- Problem
Which lines below contain the string "soil", with case counting? Extract each of them in full.

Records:
* * *

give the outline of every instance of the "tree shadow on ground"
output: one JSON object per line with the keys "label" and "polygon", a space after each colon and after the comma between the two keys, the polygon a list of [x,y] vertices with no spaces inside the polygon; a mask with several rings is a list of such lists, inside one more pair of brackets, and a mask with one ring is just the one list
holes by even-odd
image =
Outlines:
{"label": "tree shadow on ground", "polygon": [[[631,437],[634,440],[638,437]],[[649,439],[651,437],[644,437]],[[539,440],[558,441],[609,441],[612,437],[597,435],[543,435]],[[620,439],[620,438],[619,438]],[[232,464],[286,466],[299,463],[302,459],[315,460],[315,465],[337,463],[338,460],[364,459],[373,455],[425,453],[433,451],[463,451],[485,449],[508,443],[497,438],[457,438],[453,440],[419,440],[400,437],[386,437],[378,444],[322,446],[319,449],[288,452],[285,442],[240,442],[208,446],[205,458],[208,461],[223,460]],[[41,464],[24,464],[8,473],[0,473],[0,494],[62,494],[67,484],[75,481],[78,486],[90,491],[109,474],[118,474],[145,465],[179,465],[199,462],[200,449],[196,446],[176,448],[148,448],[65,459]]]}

* * *

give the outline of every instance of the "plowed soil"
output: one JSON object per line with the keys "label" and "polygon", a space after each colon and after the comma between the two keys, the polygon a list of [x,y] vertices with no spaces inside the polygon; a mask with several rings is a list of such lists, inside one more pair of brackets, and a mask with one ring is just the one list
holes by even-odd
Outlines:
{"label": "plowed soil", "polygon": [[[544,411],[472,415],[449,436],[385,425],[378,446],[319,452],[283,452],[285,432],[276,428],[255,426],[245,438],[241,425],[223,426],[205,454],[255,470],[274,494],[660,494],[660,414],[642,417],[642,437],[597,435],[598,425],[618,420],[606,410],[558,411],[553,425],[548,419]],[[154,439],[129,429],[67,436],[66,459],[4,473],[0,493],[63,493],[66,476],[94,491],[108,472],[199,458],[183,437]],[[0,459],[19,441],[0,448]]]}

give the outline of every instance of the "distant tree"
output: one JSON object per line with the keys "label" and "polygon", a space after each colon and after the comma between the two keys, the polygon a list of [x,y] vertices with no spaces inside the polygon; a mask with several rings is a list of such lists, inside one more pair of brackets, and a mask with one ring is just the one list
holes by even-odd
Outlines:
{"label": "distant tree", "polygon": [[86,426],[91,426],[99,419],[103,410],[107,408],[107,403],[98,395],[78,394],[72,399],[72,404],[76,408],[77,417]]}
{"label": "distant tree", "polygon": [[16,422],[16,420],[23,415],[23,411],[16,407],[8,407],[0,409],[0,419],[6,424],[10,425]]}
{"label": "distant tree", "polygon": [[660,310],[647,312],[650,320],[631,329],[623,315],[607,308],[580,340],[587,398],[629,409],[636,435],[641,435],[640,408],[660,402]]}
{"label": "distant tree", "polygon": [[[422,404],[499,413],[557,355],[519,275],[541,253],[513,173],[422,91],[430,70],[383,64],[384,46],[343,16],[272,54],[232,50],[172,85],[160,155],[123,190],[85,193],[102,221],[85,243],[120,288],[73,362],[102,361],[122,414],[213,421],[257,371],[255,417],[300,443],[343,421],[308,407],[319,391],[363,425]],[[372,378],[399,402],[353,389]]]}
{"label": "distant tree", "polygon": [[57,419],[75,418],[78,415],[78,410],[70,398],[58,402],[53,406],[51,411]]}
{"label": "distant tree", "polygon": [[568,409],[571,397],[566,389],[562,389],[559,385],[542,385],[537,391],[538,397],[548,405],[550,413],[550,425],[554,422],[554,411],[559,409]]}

* * *

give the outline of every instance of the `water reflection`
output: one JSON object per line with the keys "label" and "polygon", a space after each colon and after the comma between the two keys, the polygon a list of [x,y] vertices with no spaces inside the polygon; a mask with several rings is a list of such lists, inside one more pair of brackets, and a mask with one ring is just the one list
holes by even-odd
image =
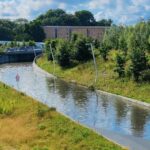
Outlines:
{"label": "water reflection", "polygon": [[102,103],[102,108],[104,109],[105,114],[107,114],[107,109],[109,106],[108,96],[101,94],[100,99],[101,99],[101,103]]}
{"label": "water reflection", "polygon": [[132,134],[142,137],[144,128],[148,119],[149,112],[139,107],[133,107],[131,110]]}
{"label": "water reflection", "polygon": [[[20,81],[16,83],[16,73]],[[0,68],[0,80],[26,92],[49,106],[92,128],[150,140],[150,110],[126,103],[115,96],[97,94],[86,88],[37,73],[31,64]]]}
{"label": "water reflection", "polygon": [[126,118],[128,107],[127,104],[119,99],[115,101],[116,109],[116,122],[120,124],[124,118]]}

* * *

- Response
give the outline of every instance of the "plowed soil"
{"label": "plowed soil", "polygon": [[[544,411],[472,415],[449,436],[385,425],[378,446],[319,452],[283,452],[285,432],[276,428],[255,426],[245,438],[241,425],[223,426],[205,454],[255,470],[274,494],[660,494],[660,414],[642,417],[642,437],[597,435],[598,425],[618,420],[606,410],[558,411],[553,425],[548,419]],[[154,439],[129,429],[67,436],[66,459],[4,473],[0,493],[63,493],[66,476],[94,491],[108,472],[199,458],[183,437]],[[0,459],[19,441],[0,448]]]}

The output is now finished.